■ Written instruction 1: In the boxing piece below, list every number written in numerals.

Emmanuel Dapidran Pacquiao, more popularly known as Manny, a world-class boxer who also has a day job, one of the 24 Senators in the Philippines Congress, lost to Australian Jeff Horn in Brisbane this past weekend.  Manny himself was gracious in his defeat, but I saw the whole fight and I was shocked at the announcement, what I would label as just another one of those  homer decisions so prevalent to this sport.  Pacquiao landed 182 punches to 92.  I mean, what more can I say?  I thought he had easily outpointed his younger adversary:

This bout culminated the return of ESPN to world championship boxing.  Sure, they have had Friday Night Fights, but, over the past decade and longer, all the major boxing events have been on pay-per-view, where the cost usually ranges from $50-$100.  Manny wanted this one to be free to the viewing public, and ESPN will now continue to carry championship events into the future.

Object point labels:
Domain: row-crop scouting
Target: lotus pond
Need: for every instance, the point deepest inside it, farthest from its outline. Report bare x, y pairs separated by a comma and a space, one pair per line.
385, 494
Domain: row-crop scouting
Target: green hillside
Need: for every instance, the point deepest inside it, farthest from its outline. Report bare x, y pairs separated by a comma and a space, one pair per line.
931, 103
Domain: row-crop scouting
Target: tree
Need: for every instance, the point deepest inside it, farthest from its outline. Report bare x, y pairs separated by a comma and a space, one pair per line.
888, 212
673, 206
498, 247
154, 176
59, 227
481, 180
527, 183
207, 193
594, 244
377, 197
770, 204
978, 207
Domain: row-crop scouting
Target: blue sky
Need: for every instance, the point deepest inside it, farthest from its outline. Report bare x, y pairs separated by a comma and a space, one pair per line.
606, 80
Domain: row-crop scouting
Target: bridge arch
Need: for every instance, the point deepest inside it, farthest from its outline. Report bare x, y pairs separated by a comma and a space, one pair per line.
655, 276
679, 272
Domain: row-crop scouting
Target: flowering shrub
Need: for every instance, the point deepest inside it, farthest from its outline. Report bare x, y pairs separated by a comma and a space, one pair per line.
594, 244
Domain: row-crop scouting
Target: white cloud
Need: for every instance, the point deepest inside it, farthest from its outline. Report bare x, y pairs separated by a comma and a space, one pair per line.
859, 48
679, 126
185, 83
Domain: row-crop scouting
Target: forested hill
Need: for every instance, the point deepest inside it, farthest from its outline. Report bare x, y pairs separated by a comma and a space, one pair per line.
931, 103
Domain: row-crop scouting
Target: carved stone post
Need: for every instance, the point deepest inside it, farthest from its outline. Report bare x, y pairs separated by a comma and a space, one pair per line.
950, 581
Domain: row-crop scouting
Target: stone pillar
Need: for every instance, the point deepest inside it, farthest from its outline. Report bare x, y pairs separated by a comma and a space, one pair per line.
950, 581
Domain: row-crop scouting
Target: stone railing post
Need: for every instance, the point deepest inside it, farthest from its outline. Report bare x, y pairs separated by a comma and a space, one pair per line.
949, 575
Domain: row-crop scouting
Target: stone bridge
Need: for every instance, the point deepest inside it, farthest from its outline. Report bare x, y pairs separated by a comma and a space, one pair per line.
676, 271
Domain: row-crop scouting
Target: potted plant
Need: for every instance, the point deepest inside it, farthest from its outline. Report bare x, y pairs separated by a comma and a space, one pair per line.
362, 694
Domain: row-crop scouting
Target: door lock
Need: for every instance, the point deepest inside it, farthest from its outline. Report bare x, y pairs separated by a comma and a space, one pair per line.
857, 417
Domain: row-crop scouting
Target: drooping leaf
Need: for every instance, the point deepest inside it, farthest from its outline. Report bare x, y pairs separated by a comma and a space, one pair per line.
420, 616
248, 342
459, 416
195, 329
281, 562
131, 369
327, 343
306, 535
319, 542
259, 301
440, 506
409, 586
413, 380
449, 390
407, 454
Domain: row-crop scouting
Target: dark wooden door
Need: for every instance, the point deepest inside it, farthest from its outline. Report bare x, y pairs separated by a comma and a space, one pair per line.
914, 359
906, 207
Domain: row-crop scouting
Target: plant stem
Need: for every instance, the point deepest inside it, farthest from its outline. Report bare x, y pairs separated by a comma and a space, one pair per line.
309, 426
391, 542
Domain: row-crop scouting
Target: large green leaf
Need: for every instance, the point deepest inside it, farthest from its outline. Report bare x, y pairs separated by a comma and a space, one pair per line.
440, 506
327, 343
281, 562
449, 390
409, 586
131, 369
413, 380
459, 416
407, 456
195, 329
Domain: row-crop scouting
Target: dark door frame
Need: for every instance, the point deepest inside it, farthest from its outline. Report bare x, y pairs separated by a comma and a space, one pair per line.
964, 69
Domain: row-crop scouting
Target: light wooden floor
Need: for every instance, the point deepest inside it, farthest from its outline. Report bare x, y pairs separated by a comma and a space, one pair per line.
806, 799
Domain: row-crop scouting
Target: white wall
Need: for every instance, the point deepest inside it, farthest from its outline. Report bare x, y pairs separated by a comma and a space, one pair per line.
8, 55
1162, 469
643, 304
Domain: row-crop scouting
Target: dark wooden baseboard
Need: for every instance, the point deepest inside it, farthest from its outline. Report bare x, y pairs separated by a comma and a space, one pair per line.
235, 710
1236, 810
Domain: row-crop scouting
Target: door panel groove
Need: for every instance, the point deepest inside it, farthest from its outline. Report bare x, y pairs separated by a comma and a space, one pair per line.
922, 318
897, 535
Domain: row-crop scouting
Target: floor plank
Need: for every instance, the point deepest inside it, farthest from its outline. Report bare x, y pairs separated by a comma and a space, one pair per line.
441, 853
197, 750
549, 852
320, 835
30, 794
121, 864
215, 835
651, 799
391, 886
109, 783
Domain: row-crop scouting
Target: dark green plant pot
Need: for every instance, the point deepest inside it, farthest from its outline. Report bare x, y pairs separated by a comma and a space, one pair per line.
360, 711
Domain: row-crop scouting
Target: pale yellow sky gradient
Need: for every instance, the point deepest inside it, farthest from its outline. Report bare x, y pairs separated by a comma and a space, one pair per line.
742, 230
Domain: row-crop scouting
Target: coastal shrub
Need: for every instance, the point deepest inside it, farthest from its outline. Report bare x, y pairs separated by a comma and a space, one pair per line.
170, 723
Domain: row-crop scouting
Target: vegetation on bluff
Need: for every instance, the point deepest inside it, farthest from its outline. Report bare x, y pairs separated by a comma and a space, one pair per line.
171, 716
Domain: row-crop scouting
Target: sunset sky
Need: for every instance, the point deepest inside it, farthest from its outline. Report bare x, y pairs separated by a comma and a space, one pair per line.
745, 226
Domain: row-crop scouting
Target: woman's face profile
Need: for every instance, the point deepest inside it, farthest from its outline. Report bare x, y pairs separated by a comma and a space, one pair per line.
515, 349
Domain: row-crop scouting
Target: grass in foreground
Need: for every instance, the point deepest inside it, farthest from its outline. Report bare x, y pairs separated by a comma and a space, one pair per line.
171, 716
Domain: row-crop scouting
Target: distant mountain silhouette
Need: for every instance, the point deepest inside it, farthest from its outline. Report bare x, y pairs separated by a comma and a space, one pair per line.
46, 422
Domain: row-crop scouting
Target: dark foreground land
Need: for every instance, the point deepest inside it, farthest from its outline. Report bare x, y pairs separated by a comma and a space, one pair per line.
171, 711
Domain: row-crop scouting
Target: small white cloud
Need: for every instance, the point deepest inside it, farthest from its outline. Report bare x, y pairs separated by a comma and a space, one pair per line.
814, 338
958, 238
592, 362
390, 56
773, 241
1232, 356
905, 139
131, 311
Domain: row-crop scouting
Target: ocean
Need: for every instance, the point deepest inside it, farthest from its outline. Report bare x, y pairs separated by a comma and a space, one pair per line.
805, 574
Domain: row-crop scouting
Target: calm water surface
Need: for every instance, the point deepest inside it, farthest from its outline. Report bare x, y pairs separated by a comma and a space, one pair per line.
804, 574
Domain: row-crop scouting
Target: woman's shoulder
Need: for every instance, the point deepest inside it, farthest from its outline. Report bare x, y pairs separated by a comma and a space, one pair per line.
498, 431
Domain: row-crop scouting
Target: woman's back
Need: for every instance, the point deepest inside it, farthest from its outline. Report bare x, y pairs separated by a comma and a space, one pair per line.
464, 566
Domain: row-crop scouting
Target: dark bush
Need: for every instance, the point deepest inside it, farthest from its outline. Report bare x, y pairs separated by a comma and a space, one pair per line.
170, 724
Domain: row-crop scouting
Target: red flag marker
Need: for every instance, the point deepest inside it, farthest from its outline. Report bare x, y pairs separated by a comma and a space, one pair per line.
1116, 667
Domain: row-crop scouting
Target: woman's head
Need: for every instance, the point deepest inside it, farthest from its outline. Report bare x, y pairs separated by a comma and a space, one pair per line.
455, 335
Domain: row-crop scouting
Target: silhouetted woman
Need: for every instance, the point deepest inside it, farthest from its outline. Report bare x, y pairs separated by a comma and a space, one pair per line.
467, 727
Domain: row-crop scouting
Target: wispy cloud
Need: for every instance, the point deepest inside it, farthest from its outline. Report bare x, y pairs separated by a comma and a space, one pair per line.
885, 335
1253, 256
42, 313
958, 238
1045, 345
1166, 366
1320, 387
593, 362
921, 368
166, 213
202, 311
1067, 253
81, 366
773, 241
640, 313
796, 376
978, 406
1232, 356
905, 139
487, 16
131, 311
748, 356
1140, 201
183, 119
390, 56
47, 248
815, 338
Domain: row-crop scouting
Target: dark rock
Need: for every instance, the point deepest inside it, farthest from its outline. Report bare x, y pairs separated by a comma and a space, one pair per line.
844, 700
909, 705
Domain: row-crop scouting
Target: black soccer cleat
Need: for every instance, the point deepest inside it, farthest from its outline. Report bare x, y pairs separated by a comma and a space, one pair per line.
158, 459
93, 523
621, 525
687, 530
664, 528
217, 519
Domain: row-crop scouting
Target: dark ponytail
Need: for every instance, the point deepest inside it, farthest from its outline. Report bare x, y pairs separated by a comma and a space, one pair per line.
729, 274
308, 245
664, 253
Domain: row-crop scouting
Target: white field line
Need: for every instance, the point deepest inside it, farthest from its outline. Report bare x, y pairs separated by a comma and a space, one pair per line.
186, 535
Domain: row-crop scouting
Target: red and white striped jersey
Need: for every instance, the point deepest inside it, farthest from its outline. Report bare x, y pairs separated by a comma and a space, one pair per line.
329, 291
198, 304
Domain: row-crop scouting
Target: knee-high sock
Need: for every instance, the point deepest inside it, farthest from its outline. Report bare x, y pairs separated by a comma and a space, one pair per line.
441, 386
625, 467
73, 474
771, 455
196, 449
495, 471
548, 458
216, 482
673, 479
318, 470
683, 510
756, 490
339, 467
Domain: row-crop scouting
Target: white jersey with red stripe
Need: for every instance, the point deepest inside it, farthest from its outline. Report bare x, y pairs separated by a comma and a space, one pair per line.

■ Written instruction 2: Pick out each line of the records that contains the string "cloud".

■ Written answer 1:
24
182
92
$50
$100

■ Written answer 2:
Target: white cloud
Target: small white cloud
Target: wispy cloud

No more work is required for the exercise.